-- START --

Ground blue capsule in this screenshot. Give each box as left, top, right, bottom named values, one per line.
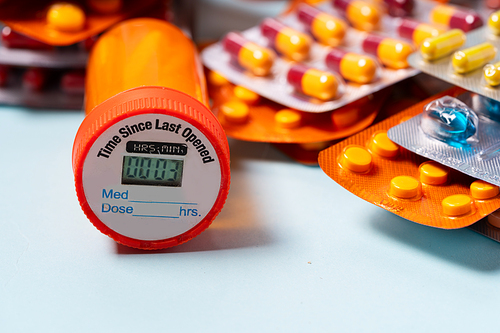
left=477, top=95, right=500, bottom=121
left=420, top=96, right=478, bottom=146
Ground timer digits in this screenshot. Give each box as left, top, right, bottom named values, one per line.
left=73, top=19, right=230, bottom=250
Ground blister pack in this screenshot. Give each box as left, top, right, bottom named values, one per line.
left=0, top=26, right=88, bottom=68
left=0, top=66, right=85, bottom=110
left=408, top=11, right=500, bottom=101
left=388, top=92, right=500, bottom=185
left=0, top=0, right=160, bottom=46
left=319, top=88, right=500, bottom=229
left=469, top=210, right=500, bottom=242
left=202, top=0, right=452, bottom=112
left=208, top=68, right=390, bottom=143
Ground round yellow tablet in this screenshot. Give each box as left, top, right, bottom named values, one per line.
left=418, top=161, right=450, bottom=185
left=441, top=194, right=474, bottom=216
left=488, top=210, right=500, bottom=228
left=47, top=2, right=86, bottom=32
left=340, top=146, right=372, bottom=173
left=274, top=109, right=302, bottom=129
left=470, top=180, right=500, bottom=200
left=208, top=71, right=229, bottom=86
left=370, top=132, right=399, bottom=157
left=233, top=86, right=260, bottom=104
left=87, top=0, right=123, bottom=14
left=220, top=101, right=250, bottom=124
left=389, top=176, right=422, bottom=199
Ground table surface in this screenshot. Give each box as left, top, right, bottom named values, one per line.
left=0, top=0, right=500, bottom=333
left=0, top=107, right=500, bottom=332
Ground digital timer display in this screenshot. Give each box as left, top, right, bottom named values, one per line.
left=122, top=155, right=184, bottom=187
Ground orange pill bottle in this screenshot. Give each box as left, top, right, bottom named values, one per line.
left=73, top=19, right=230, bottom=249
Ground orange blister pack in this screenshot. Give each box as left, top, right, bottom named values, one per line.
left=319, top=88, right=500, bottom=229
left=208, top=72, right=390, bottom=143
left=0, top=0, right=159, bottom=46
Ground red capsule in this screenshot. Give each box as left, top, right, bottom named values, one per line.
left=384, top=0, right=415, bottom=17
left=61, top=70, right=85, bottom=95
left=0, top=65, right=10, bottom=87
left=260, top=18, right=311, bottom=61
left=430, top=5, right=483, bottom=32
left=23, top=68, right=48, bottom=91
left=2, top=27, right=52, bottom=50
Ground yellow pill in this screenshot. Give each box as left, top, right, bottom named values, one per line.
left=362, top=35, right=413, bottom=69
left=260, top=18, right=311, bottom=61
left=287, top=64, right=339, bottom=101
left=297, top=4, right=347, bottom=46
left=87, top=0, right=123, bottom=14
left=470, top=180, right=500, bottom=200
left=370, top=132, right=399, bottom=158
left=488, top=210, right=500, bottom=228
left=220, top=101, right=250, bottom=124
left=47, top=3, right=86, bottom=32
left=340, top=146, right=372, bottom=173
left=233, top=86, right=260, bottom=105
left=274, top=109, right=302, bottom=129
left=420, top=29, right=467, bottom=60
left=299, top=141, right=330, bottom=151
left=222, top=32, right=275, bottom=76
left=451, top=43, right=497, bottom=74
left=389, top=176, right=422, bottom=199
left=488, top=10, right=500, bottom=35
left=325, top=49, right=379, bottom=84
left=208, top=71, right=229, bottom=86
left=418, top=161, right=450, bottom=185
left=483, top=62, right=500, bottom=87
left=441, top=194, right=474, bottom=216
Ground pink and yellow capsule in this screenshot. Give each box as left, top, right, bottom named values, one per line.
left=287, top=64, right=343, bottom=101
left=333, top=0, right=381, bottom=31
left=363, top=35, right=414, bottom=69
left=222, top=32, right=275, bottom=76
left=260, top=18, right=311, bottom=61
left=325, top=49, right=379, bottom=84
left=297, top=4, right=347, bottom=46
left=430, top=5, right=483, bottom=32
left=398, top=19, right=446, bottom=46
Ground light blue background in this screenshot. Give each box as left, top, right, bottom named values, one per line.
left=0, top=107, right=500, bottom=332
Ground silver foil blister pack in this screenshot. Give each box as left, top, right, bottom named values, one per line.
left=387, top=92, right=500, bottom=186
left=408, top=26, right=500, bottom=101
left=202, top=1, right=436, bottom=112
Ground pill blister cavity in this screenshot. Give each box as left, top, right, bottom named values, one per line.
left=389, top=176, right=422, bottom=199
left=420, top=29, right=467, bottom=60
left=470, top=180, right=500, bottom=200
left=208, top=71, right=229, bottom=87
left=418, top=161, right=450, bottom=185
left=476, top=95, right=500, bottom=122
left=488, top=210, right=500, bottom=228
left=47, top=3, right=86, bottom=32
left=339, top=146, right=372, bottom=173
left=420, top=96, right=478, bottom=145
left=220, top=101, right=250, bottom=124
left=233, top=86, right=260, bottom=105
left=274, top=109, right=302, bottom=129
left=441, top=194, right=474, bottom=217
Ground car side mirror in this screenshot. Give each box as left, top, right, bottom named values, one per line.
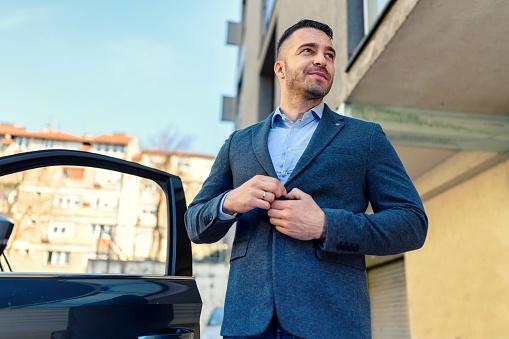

-- END --

- Your objective:
Reproduce the listing from the line containing "Ground light blue" through the end of the listing, including the requests, and offset every bounding-box coordinate in the answers by adding 39. Leave the pictures out.

- Written reply:
Ground light blue background in this screenshot. Give each box as left, top, right, bottom named values, one per line.
left=39, top=146, right=539, bottom=371
Ground silver foil blister pack in this screenshot. Give each box as left, top, right, bottom named values, one per line.
left=426, top=131, right=539, bottom=225
left=447, top=65, right=539, bottom=140
left=241, top=40, right=475, bottom=151
Ground pill blister cavity in this screenshot. Give each box as left, top, right, bottom named values, one per line.
left=428, top=215, right=461, bottom=238
left=459, top=68, right=506, bottom=99
left=509, top=219, right=539, bottom=239
left=247, top=110, right=268, bottom=126
left=457, top=200, right=489, bottom=224
left=515, top=134, right=539, bottom=161
left=527, top=249, right=539, bottom=267
left=86, top=42, right=125, bottom=71
left=378, top=185, right=411, bottom=212
left=459, top=135, right=517, bottom=184
left=259, top=140, right=289, bottom=163
left=272, top=125, right=299, bottom=144
left=313, top=148, right=341, bottom=168
left=480, top=233, right=513, bottom=256
Ground car side mirror in this screenshot. Give each box as left, top, right, bottom named values, one per line.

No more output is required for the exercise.